[Contour labeling items]
^^^^

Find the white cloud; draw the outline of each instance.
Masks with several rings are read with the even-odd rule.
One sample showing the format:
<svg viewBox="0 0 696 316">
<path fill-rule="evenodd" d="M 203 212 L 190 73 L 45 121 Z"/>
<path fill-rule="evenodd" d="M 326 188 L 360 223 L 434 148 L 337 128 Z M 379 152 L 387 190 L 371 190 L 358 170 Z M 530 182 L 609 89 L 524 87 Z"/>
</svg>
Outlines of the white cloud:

^^^^

#### Exercise description
Please copy the lines of every item above without changing anything.

#### Solution
Find the white cloud; draw the outline of each instance.
Masks with several rings are read with the even-odd rule.
One sample showing the format:
<svg viewBox="0 0 696 316">
<path fill-rule="evenodd" d="M 203 212 L 190 73 L 45 121 Z"/>
<path fill-rule="evenodd" d="M 326 188 L 360 223 L 434 148 L 337 128 Z M 379 152 L 387 190 L 371 190 L 358 170 Z M 530 182 L 609 89 L 524 87 Z"/>
</svg>
Outlines of the white cloud:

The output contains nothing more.